#### [Request]
Nothing other than the lines from the one containing "Note to the class: identify the window" through the close of the entries below should be printed, each exactly.

#### [Given information]
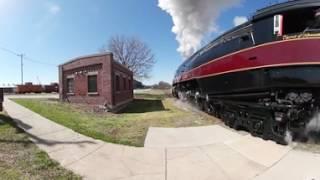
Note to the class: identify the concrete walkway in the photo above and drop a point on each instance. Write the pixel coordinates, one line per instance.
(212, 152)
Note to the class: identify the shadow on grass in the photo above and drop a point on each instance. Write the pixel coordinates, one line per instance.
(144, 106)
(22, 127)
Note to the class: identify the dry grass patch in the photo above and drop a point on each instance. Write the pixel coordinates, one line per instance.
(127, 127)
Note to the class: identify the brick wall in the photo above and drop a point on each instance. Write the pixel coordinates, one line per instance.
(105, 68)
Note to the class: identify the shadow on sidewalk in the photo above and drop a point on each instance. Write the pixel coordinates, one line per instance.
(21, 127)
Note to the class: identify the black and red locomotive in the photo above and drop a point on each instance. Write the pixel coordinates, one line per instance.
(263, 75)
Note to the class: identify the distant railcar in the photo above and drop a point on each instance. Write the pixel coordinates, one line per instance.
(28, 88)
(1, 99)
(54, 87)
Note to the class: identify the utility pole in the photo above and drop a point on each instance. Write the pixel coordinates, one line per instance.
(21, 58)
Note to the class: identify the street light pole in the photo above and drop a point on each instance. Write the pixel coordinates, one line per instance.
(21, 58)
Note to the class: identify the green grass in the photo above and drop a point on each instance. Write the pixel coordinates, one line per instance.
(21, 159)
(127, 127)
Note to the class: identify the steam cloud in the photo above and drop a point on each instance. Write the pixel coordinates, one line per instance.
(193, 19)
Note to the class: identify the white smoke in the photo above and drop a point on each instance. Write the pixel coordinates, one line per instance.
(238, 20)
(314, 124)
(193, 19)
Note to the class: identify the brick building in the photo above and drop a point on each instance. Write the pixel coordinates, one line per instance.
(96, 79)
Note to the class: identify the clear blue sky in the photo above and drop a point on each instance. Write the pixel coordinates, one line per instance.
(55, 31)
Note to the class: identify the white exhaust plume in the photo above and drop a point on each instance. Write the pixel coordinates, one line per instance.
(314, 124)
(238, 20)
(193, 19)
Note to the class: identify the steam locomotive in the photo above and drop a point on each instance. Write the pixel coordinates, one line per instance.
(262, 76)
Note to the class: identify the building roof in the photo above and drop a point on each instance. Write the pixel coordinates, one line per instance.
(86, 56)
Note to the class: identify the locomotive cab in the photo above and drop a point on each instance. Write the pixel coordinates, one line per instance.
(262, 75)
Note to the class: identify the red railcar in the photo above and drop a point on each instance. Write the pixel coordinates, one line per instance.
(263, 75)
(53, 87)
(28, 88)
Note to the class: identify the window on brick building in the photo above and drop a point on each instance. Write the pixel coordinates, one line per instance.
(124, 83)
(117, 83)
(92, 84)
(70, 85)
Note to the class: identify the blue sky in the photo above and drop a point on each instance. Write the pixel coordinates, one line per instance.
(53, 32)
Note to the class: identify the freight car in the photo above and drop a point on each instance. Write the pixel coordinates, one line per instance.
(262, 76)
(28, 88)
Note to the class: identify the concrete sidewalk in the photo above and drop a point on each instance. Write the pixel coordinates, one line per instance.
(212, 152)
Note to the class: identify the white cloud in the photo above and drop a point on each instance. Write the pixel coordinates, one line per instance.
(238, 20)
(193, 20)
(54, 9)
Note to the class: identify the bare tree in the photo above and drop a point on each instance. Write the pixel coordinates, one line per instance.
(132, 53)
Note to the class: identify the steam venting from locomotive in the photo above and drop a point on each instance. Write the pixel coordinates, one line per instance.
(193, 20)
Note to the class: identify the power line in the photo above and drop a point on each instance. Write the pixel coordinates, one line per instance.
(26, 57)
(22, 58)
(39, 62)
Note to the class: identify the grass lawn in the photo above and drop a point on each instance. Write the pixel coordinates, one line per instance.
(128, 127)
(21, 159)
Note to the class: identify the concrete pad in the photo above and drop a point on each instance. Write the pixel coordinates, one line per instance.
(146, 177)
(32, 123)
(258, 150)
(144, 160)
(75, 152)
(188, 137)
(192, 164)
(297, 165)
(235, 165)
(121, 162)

#### [Exercise solution]
Note to the class: identify the window on brick building in the photo above and drop a point on each instance. Write the pixel coordinates, one line per instance.
(124, 83)
(117, 83)
(92, 84)
(70, 85)
Note to the class: identify the blue sky in the photo above and drop a point on each instance. Write the pixel coordinates, one line per instance.
(53, 32)
Note to the class: identify the freight car in the photo above and drop a point on each instance. Write the pixel coordinates, one line per instance.
(262, 76)
(28, 88)
Note to the class: identify the concrete sidewalk in the photo above and drop a point on each instance. Write the pixel coordinates, one line per instance.
(212, 152)
Note to the class: identify the white cloud in the photo above and drop a point on each instance. Write the pixel coordinates, one line per instance.
(238, 20)
(193, 20)
(54, 9)
Note to the class: identify the bare tree in the photo above and drop a point on each instance. Write the pixel coordinates, one line per instance.
(132, 53)
Note to the class: identify the steam venting from locomotive in the photo above and drop a point on each instance. Write the pixel coordinates, one line per instance.
(193, 20)
Note to the class: identify the power line in the photo above and drop a point on each instance. Write the pixel coordinates, one line per instance.
(26, 57)
(22, 58)
(39, 62)
Note to the class: identify the grass lawn in the photo above and drop a point on each instance. Write the pixel coordinates, one line per instance.
(128, 127)
(21, 159)
Note to the class: identify the concrete pad in the photo above and drop a point on each instance. Write the pixel coordinates, one line per instance.
(146, 177)
(32, 123)
(258, 150)
(144, 160)
(75, 152)
(188, 137)
(192, 164)
(297, 165)
(235, 165)
(121, 162)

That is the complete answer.